■ **About this task**: Wherever the listing has a line with the string "flower", copy that line out.

■ **Extracted entries**:
━━━━━━━━━━━━━━━━
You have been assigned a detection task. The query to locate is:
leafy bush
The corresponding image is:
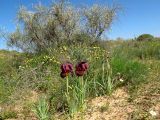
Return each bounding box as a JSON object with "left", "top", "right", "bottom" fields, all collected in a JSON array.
[
  {"left": 7, "top": 1, "right": 119, "bottom": 53},
  {"left": 137, "top": 34, "right": 154, "bottom": 41}
]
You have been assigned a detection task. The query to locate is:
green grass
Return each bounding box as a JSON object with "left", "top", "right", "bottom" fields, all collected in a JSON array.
[
  {"left": 111, "top": 56, "right": 148, "bottom": 90},
  {"left": 113, "top": 40, "right": 160, "bottom": 60}
]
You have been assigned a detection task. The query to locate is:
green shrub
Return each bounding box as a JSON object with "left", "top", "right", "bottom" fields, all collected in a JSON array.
[{"left": 137, "top": 34, "right": 154, "bottom": 41}]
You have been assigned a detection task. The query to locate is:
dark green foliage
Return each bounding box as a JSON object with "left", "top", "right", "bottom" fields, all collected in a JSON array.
[{"left": 137, "top": 34, "right": 154, "bottom": 41}]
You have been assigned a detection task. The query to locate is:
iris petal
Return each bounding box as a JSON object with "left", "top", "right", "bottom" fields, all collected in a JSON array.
[
  {"left": 60, "top": 62, "right": 73, "bottom": 78},
  {"left": 75, "top": 61, "right": 89, "bottom": 76}
]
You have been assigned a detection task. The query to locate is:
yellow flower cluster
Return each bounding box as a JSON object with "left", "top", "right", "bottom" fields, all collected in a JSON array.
[{"left": 43, "top": 56, "right": 60, "bottom": 64}]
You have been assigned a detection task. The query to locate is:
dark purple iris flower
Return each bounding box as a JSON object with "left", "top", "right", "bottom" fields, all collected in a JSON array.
[
  {"left": 75, "top": 61, "right": 89, "bottom": 76},
  {"left": 60, "top": 62, "right": 73, "bottom": 78}
]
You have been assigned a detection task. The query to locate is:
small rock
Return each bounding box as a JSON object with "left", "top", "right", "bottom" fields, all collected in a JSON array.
[
  {"left": 119, "top": 78, "right": 124, "bottom": 82},
  {"left": 149, "top": 110, "right": 157, "bottom": 117}
]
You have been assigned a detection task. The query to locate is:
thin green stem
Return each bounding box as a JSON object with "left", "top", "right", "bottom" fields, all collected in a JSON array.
[
  {"left": 66, "top": 76, "right": 69, "bottom": 94},
  {"left": 81, "top": 76, "right": 84, "bottom": 106},
  {"left": 102, "top": 60, "right": 105, "bottom": 85},
  {"left": 81, "top": 76, "right": 84, "bottom": 87},
  {"left": 106, "top": 58, "right": 112, "bottom": 94}
]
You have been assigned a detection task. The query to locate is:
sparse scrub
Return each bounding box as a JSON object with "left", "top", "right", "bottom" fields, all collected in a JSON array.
[
  {"left": 0, "top": 39, "right": 151, "bottom": 119},
  {"left": 113, "top": 40, "right": 160, "bottom": 60}
]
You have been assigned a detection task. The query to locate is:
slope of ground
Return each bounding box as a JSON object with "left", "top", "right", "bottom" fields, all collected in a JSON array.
[{"left": 84, "top": 87, "right": 134, "bottom": 120}]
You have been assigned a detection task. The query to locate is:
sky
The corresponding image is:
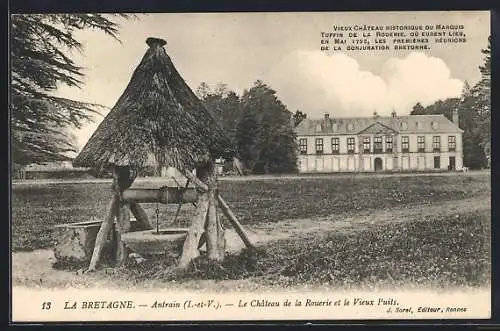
━━━━━━━━━━━━━━━━
■ **Result of the exercise**:
yellow flower cluster
dark purple iris flower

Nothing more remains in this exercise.